**Directions for this task**
Your task is to repeat the entries underneath exactly, minus the pictures.

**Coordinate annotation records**
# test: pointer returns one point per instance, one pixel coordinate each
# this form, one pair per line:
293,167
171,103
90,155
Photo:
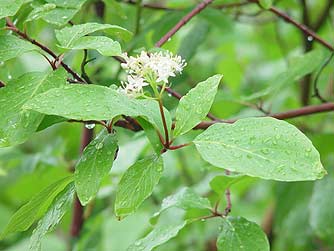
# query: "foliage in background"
75,124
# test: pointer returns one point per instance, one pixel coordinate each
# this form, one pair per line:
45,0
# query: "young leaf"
12,47
220,183
186,199
321,208
239,234
104,45
261,147
10,7
69,35
194,106
16,124
35,208
137,184
94,102
159,235
94,164
52,217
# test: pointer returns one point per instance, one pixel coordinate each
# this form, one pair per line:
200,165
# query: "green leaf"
266,4
40,11
239,234
52,217
159,235
12,47
220,183
56,12
195,37
298,68
94,102
261,147
151,134
104,45
59,16
50,120
35,208
194,106
137,184
10,7
94,164
185,199
17,124
321,208
68,36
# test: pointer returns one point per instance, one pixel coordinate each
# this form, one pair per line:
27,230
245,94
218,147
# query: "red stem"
302,27
78,210
304,111
161,108
23,35
183,21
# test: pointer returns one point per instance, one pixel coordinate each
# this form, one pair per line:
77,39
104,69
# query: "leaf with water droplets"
195,105
52,217
17,124
94,102
94,164
35,208
258,151
299,67
220,183
10,7
185,199
137,184
239,234
159,235
69,36
104,45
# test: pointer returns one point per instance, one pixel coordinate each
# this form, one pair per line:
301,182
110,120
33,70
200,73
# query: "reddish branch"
183,21
302,27
24,36
304,111
78,210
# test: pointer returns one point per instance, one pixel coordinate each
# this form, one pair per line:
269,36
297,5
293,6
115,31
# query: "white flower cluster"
147,68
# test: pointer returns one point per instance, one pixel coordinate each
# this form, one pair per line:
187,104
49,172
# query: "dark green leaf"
10,7
17,124
220,183
35,208
137,184
52,217
12,47
194,106
321,208
186,199
94,102
94,164
261,147
68,36
158,236
239,234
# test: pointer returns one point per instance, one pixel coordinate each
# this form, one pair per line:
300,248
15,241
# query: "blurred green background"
254,50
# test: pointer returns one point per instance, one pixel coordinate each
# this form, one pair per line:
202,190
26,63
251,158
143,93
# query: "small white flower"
133,86
159,66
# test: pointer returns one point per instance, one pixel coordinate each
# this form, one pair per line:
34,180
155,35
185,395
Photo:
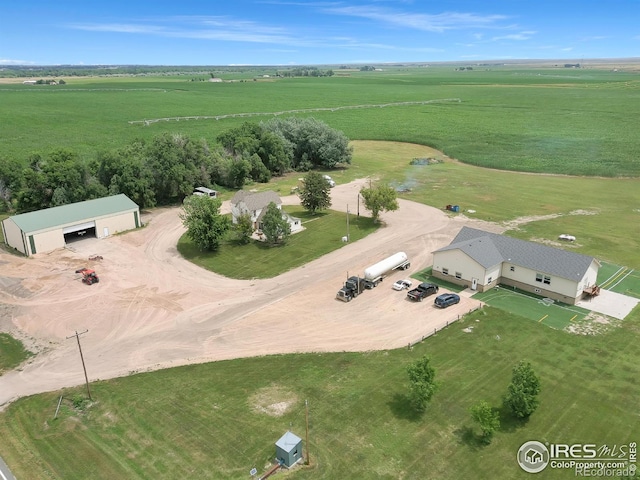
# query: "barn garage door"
79,227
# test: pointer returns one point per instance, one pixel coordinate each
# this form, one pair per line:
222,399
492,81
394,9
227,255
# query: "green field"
527,119
213,421
12,353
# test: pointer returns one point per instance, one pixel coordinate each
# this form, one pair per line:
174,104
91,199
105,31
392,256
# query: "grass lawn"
12,352
2,217
604,227
619,279
218,420
556,315
322,234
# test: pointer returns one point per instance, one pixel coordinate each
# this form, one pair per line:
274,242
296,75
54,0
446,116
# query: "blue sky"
281,32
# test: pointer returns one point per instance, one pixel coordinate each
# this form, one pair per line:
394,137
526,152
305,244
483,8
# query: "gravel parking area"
152,309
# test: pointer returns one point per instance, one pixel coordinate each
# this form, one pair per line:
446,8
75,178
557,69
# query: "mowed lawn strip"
322,234
12,352
214,421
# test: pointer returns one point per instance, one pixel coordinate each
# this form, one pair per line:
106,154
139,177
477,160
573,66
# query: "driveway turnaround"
153,309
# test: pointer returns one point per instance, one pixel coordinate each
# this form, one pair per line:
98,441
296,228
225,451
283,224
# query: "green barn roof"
53,217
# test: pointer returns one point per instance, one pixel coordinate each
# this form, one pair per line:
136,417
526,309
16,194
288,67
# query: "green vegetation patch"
532,207
12,352
219,420
322,234
524,119
619,279
532,307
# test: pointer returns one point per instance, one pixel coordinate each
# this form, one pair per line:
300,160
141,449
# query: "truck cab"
351,289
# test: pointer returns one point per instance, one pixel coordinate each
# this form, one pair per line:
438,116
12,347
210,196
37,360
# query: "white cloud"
433,23
515,36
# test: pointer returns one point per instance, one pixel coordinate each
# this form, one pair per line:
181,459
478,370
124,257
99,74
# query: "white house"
481,260
255,205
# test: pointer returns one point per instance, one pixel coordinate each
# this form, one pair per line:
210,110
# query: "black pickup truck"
422,291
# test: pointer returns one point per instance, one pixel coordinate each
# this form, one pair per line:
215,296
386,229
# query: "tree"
378,199
314,193
275,226
487,418
243,228
205,225
522,395
422,383
314,143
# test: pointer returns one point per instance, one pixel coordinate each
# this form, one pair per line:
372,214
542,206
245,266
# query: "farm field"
529,119
221,419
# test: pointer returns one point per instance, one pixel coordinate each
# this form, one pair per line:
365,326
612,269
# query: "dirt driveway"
152,309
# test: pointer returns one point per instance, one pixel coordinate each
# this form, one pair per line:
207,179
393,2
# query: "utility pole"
86,378
348,238
306,410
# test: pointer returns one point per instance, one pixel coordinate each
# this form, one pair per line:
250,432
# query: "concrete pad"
610,303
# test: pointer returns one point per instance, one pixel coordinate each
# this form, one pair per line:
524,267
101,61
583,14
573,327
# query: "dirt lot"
152,309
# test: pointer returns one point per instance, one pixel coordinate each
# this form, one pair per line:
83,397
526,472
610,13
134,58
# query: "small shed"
289,449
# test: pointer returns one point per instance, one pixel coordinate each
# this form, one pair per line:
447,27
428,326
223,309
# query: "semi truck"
374,274
351,289
422,291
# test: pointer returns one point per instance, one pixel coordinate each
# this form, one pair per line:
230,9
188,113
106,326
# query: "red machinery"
88,276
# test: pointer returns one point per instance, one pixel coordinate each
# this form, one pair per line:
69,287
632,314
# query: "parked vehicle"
351,289
446,299
88,276
422,291
374,274
402,284
329,180
204,191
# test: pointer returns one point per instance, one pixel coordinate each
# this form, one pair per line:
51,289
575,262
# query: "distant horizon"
322,32
445,62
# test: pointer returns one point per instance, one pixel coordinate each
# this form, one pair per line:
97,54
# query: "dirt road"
152,309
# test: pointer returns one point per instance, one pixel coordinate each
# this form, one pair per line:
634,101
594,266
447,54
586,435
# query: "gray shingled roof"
54,217
490,249
256,201
288,441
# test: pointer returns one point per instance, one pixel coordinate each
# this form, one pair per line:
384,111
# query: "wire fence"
148,122
442,325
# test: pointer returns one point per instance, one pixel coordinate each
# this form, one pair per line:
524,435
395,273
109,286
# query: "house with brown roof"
255,204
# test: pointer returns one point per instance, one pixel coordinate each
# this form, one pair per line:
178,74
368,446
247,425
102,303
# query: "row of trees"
207,227
521,398
164,170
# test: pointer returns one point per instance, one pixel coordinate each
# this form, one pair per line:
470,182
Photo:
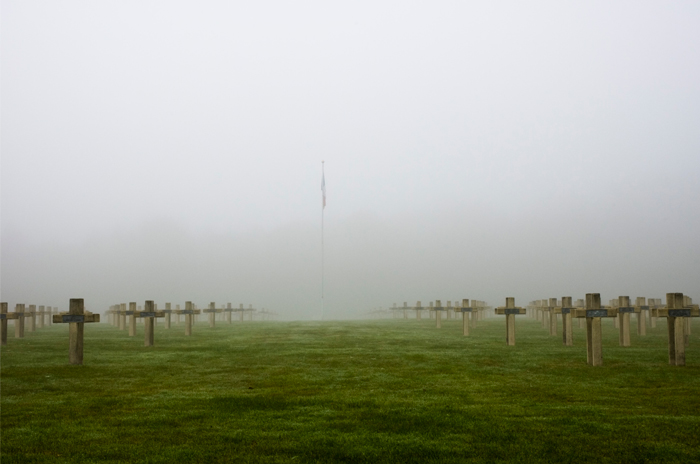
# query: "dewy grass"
374,391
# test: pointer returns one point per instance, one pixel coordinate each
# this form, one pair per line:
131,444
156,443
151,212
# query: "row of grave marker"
679,310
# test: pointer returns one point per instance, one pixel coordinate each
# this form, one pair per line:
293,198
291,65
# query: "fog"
172,151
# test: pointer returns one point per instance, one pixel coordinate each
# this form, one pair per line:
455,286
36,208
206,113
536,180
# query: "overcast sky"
172,151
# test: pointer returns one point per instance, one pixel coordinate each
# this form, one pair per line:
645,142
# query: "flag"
323,188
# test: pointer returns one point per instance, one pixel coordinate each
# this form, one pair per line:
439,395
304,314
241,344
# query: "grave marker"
121,308
19,316
438,309
189,313
3,323
76,317
467,313
642,310
676,313
168,312
552,316
419,310
131,312
653,303
212,314
149,314
566,320
594,332
510,310
40,319
623,316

**Exercise answer**
# test: pointer returns one point per instance, one pixel coordinate each
# this form, one pair per line:
293,167
171,103
90,155
Photo:
# query: "foliage in background"
75,124
# test: pointer returns one point per instance, one pixel coordinate each
# this form, one pair per line:
45,0
# query: "young leaf"
12,47
220,183
186,199
321,208
239,234
104,45
261,147
10,7
69,35
194,106
16,124
35,208
137,184
94,102
159,235
94,164
52,217
# test: pointer returns one point per instance, one pixel coordinate each
# this form, one pair per line:
200,165
# query: "green leaf"
266,4
40,11
239,234
52,217
159,235
12,47
220,183
56,12
195,37
298,68
94,102
261,147
151,134
104,45
59,16
50,120
35,208
194,106
137,184
10,7
94,164
185,199
17,124
321,208
68,36
# test: pointer returns one point per instance, one pixel coordinate each
# this form, one pair per line:
27,230
245,94
218,147
# query: "red stem"
302,27
78,210
304,111
161,108
23,35
183,21
# test: pointer returns one point per instance, one pixel coordinate each
# this form, one pair per line:
77,39
104,69
# query: "leaf with water droplets"
195,105
52,217
17,124
94,102
94,164
35,208
258,151
299,67
220,183
10,7
185,199
137,184
239,234
159,235
69,36
104,45
# test: pointer returns one point per instance, one pixel coordinate each
# this form, one pair per line:
301,182
110,120
33,70
200,73
# query: "reddish branch"
183,21
302,27
24,36
304,111
78,210
# test: pointer returns one point per instance, one pixel coordinate each
# this form, one pair per line:
269,36
297,5
293,6
115,31
# query: "white flower cluster"
147,68
# test: pointer returns one point per instance, one pixel coordinate each
# this form, one pair per line:
187,104
49,172
# query: "dark green leaf"
10,7
17,124
220,183
35,208
137,184
52,217
12,47
194,106
321,208
186,199
94,102
94,164
261,147
68,36
158,236
239,234
# test: pointer returns one point per instance, one pixel coordinate each
# this form, one pair per line:
300,248
15,241
# query: "blurred green background"
254,50
# test: pointer returns one point per instance, one pixel coordinate each
# this form, one pair per line:
202,190
26,63
251,158
143,93
# query: "small white flower"
133,86
159,66
# test: pointer returns one point per instance, one pixel coordinate each
# this form, one pair per line:
34,180
155,35
185,395
Photo:
# query: "barn garage door"
79,227
# test: pointer returns one point per instance, one pixel coordinate each
# this form, one pair per line:
222,399
492,81
394,9
227,255
# query: "green field"
527,119
213,421
12,353
# test: pointer returns one point per instance, one pixel coordinate each
# this form, one pair per line:
174,104
91,199
105,31
392,256
# query: "grass lawn"
12,352
2,217
604,227
619,279
218,420
556,315
322,234
# test: pointer returns one point per instance, one pixel coordinate each
# this form, one pair per line:
274,242
296,75
54,0
446,116
# query: "blue sky"
281,32
# test: pointer returns one point per instance, one pixel coordinate each
# this form, one pair per line:
394,137
526,152
305,244
483,8
# query: "gravel parking area"
152,309
# test: pointer returns one point per instance, one pixel coordinate each
# this form, one pair per line:
446,8
75,178
557,69
# query: "mowed lawn strip"
322,234
12,352
214,421
# test: pointer returns one point per instance, one pixel coordinate each
# this form, one pair per line:
106,154
139,177
477,160
573,66
# query: "driveway turnaround"
153,309
# test: pointer returns one point per instance, one pixel coordinate each
# this form, one pair per line:
98,441
296,228
225,451
283,224
# query: "green barn roof"
53,217
# test: pointer returns one point per instance, one pixel coordinate each
# this form, one pair per line:
136,417
526,309
16,194
288,67
# query: "green vegetation patch"
532,207
12,352
219,420
322,234
524,119
619,279
532,307
# test: pointer returns one point per instance, one pixel coordinate each
# this form, one pair per line:
300,160
141,449
# query: "truck cab"
351,289
# test: pointer returns one point per instance, one pixel coordinate each
# this form, one pair per line:
438,116
12,347
210,196
37,360
# query: "white cloud"
433,23
515,36
# test: pointer returns one point per instance, one pixel coordinate each
# this form, one pair per line:
181,459
478,370
124,257
99,74
# query: "white house"
481,260
255,205
# test: pointer returns one point per instance, one pixel coordinate each
# this form, one pair per line:
210,110
# query: "black pickup truck"
422,291
# test: pointer returns one point per instance, one pixel coordinate each
# this form, one pair per line:
215,296
386,229
# query: "tree"
378,199
314,193
275,226
487,418
243,228
205,225
522,395
422,383
314,143
# test: pointer returns one point per instance, one pixel coordinate each
# this form, one pair per line:
372,214
542,206
245,266
# query: "farm field"
529,119
221,419
# test: pointer returns one point per instance, one pixel coordinate each
# this form, one pair per line:
365,326
612,269
# query: "dirt driveway"
152,309
# test: pointer returns one point per instance, one pixel coordinate each
# this form, one pair per line:
207,179
393,2
# query: "utility pole"
86,378
348,238
306,410
# test: pointer returns one point per instance, one pixel coordinate each
# this form, one pair per line:
250,432
# query: "concrete pad"
610,303
# test: pointer returns one point per instance, one pixel coordinate each
# this form, one pair per line:
524,267
101,61
583,14
573,327
# query: "dirt lot"
152,309
# test: pointer returns one point per instance, one pixel coordinate each
# this form, one pair per line:
83,397
526,472
610,13
134,58
# query: "small shed"
289,449
# test: pointer returns one point per instance, one pixel coordinate each
# this form, one pair per line:
447,27
428,326
223,309
# query: "semi truck"
374,274
351,289
422,291
# test: pointer returns one point per instance, one pixel coordinate each
# this form, one pair per line:
230,9
188,113
106,326
# query: "red machinery"
88,276
# test: pointer returns one point per instance, one pixel coordinate each
# this form, one pair per line:
69,287
632,314
# query: "parked vehicle"
351,289
446,299
88,276
422,291
374,274
402,284
329,180
204,191
# test: pointer returns one point per instance, one pixel coordinate each
# this form, one pair per line:
51,289
575,262
# query: "distant horizon"
322,32
445,62
# test: pointer returns one point per instance, one pixel coordinate each
# this form, one pair per line:
97,54
# query: "dirt road"
152,309
# test: pointer returns one point per instance, one pixel coordinate each
# this form, one pair per line:
634,101
594,266
447,54
586,435
# query: "gray shingled roof"
54,217
490,249
256,201
288,441
# test: pointer returns one point per instance, one pixel coordinate each
# this form, one pair per line:
384,111
# query: "wire fence"
148,122
442,325
# test: pointer returns one point per instance, one pixel coordinate each
# this form, one pair per line:
524,435
395,273
109,286
# query: "house with brown roof"
255,204
# test: pointer returns one point per instance, one pixel coordinate each
# this form, one pair per line:
178,74
368,446
247,425
102,303
# query: "row of trees"
207,227
521,398
164,170
# test: pointer returns one point per instance, one pixel coordinate each
# this form, one pair per line:
470,182
Photo:
# query: "dewy grass"
374,391
# test: pointer returns one point per instance, one pixel coordinate each
# this form, one pair per line:
131,444
156,443
151,212
# query: "row of grave marker"
679,310
# test: pointer returns one point per instance, one pixel coordinate each
# this form, one pair per line:
293,198
291,65
# query: "fog"
172,151
# test: pointer returns one point per instance, one pixel coordinate each
# this form, one pair per line:
455,286
36,208
206,113
536,180
# query: "overcast sky"
172,151
# test: pointer returns one point per instance, one pixel coordinate each
# this form, one pair per line:
645,142
# query: "flag"
323,188
# test: pointer returns one point per instance, one pixel coordinate each
# this form, one pair per line:
439,395
304,314
241,344
# query: "grave marker"
121,308
19,316
438,309
189,313
3,323
76,317
467,313
642,310
676,313
168,312
552,316
419,310
131,312
653,303
212,314
149,314
566,320
594,332
510,310
40,319
623,316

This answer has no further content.